_TEKS BACAAN_

Akmal menuturkan dirinya sempat dititipkan uang sebesar Rp700 juta oleh mendiang Arief Rivai, namun ia sempat menolaknya dan memberikan uang tersebut kepada manajer keuangan PT PCM. Uang tersebut katanya akan digunakan untuk mengurus perizinan pelabuhan. Namun, Rp400 juta diambil kembali oleh Arief dan sisanya Rp300 juta digunakan untuk mengurus perizinan.
“Uang (Rp700 juta) untuk perizinan pelabuhan mengenai zonasi pantai selanjutnya saya keberatan ketitipan uang itu karena karakter Pak Arief orangnya emosional, gimana kalau dititipkan ke manajer keuangan. Uang Rp300 juta diserahkan ke ibu Kokom dan ke Prof Handoyo dari ITB untuk pengurusan izin,” tuturnya.
Terkait dirinya menerima uang Rp70 juta dan 1.920 USD, ia mengatakan Rp70 juta itu uang yang diberikan kepada terdakwa Aryo untuk membeli mobil Mitsubishi, tapi harga yang disepakati Rp52 juta. Kemudian, untuk uang 1.920 USD merupakan uang saku saat melihat kapal tunda di Singapura.
Akmal juga menerangkan, pada tahun 2019 ia sempat mengadakan bakti sosial untuk Covid, terdakwa mengatakan ingin ikut menyumbang uang Rp5 juta, tapi Aryo malah mentransfer Rp55 juta. Akmal menolaknya, namun saat akan dikembalikan, rekening si pengirim diketahui bukan milik Aryo sehingga ia mentransfernya ke pengacara PT PCM.
“Saudara Aryo nelpon saya (mau) ikutan (sumbang) Rp5 juta (tapi) beliau mentransfer Rp55 juta. Kata beliau itu buat anda saya mau transfer balik ternyata bukan dari rekening Aryo terus saya kirim Rp50 juta ke saudara Ikbal (pengacara PT PCM),” imbuhnya.

_PERTANYAAN LATIHAN_
1/ Menurut teks tentang kesaksian Akmal, berapa bagian dari uang Rp700 juta yang diambil kembali oleh Arief?
2/ Lanjutkan teks tentang kesaksian Akmal mulai setelah kalimat terakhirnya.

Catatan Tersimpan:
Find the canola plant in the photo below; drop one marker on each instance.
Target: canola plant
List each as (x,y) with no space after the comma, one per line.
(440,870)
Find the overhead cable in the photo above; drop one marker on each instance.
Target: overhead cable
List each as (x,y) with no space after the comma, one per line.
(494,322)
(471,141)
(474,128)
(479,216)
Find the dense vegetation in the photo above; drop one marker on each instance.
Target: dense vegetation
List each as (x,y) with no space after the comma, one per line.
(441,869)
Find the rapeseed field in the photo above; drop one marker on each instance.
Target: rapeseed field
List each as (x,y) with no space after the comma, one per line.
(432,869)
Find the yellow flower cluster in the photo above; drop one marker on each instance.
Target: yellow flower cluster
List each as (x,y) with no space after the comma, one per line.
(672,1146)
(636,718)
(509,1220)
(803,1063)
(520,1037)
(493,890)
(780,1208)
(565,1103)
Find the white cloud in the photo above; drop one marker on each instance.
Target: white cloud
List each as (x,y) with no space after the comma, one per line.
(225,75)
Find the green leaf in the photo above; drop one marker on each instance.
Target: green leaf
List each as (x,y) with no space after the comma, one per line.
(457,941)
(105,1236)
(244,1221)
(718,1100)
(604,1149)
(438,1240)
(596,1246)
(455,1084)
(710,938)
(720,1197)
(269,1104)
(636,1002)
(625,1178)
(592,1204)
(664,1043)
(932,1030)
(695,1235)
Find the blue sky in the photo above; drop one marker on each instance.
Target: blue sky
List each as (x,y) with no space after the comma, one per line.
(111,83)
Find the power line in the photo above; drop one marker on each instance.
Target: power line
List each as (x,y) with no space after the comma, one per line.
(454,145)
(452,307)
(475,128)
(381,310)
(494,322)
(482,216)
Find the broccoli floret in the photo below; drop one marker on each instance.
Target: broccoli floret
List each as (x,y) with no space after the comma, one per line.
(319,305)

_JAWABAN LATIHAN_
1/ Rp400 juta.

2/
Saat ditanya hakim siapa yang paling bertanggung jawab terkait perkara ini, Akmal mengatakan Direktur Utama lah yang paling bertanggung jawab. “Yang paling bertanggung jawab ya pasti direktur utama,” pungkasnya.
Akmal menjelaskan bahwa dirinya merupakan orang yang menentang proyek patungan tersebut. Bahkan pada pencairan tahap pertama sebesar Rp14 miliar pun dirinya pada saat itu tidak menandatangani berkas.
Kemudian pada pencairan tahap kedua, ia mengaku didatangi Lidia selaku manajer keuangan yang memohon dirinya untuk menandatangani berkas. Lidia datang sambil menangis dan memohon-mohon.
“Tau ada pencairan manajer keuangan datang 19 April 2020 memohon sambil menangis, minta tandatangan. Pencairan pertama tidak tau, yang kedua sudah cair baru tandatangan. Nangis (Lidia) untuk minta tandatangan mengetahui,” tambahnya.
Akmal juga sempat mempertanyakan terkait tidak kunjung adanya kapal tunda kepada Arief Rivai. Tapi Arief malah marah dan mengatakan dirinya siap pasang badan.
“Eggak datang (kapal). Jadi pada waktu itu ada Covid (alasan kapal tidak datang) ada surat dari PT AM Indo Tek, tau dari Dirut kapal tidak datang karena Covid. Kami menyampaikan dan menanyakan ke Dirut, Dirut marah-marah, katanya saya yang pasang badan,” jelasnya.
Dirinya juga menerangkan pernah mendengar ada perbincangan antara Arief dan mantan Walikota Cilegon Edi Ariadi mengenai pengembalikan uang ke PT AM Indo Tek.
“Edi dan Arief (dalam pertemuan) akan mengembalikan uang ke PT AM Indo Tek (mendengar percakapan). Pak Edi memarahi pak Arief, pengakuannya Rp3 miliar,” terangnya
Akmal juga mengatakan dirinya disuruh Arief untuk menjual aset lapangan tembak milik Arief untuk mengembalikan uang tersebut.
“(Disuruh) menjual lapangan tembak di Cibeber kurang lebih Rp4 miliar. Kemudian menawarkan rumah di Yogyakarta,” ungkapnya.